### [Material shown]
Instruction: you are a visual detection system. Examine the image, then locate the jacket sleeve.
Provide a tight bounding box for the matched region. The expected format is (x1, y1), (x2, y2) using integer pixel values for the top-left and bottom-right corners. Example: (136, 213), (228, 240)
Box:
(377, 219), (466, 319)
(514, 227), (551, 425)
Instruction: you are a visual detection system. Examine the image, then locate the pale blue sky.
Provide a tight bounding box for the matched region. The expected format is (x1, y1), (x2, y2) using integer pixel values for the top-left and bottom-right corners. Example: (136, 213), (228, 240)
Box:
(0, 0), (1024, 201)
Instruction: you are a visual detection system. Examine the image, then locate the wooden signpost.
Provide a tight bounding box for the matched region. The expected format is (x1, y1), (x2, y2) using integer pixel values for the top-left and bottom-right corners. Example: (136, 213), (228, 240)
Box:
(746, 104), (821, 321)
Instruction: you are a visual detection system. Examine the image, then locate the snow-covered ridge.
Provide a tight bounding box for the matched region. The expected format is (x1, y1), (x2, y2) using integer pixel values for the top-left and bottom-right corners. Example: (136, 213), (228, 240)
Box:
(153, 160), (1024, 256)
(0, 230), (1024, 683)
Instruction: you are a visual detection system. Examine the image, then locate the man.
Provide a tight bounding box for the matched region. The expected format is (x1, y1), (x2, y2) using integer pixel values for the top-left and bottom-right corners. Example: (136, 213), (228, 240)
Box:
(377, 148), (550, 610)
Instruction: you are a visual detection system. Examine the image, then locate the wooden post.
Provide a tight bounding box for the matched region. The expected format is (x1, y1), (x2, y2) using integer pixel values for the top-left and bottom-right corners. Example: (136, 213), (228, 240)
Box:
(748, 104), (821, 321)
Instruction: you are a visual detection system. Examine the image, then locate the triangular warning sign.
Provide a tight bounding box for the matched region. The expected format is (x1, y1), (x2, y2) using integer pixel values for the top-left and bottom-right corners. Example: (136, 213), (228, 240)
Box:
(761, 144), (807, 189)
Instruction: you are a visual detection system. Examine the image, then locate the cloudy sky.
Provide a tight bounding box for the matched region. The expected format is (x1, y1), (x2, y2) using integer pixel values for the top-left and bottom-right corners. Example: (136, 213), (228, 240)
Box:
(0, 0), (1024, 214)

### [The problem]
Rewrite the listing above, swapping "visual detection system" for "visual grounding tool" wherever it occurs and leaving everything else unchanged.

### [Full answer]
Instruction: you are a visual grounding tool. Examine the image, then locate the jacket sleeve.
Provide a tight bounding box for the matched region. The expected format is (x1, y1), (x2, y2) using integer pixel values for the top-left and bottom-right corners. Example: (136, 213), (228, 240)
Box:
(377, 219), (466, 319)
(514, 227), (551, 425)
Instruction: you are a visual grounding tool. Examine the image, then locate the pale blue sky.
Provide a tight bounding box for the matched region. The expected format is (x1, y1), (x2, y2) using integer pixel values for the top-left and bottom-right corners. Example: (136, 213), (228, 240)
Box:
(0, 0), (1024, 201)
Instruction: you are a visual grounding tool. Examine the image, then locate the wooden signpost.
Provide a tight bounding box for the matched region. The expected format is (x1, y1), (x2, y2) using integer pixel values for the top-left and bottom-right corners. Example: (136, 213), (228, 240)
Box:
(746, 104), (821, 321)
Instruction: you are a visual grounding tool. Examine the image, then locate the snow-covered ridge.
Provide a tight bounding box for the matched region. The expected format is (x1, y1), (x2, y2) using integer pixel values for the top-left and bottom-right corners. Example: (136, 213), (228, 240)
Box:
(153, 160), (1024, 256)
(0, 230), (1024, 683)
Instruction: you are a visual grounding tool. Examine the image, then locate the man.
Provide a tight bounding box for the matched region. The expected format is (x1, y1), (x2, y2) using integer pixel values for the top-left and bottom-right corners. Example: (136, 213), (228, 240)
Box:
(377, 148), (550, 610)
Instruction: you are a visual grounding tool. Examine the image, then locate the wooden post.
Provide a tight bounding box for the matched region. The expected format is (x1, y1), (x2, y2) using integer pixel values for the top-left and bottom-right corners. Example: (136, 213), (228, 240)
Box:
(748, 104), (821, 321)
Instruction: you are a visual grounding tool. Examine the image, then locate the triangular warning sign.
Provide a tight bounding box for the matched region. The expected format is (x1, y1), (x2, y2) using integer pixel values for the top-left and bottom-right corners. Example: (136, 213), (228, 240)
Box:
(761, 144), (807, 189)
Instruction: you are a visual grounding tool. Examine the image, then locate the cloudy sky.
Provide a tight bounding box for the matched region. The expected format is (x1, y1), (x2, y2) using integer pixel values for the top-left and bottom-right corners. Example: (136, 213), (228, 240)
Box:
(0, 0), (1024, 214)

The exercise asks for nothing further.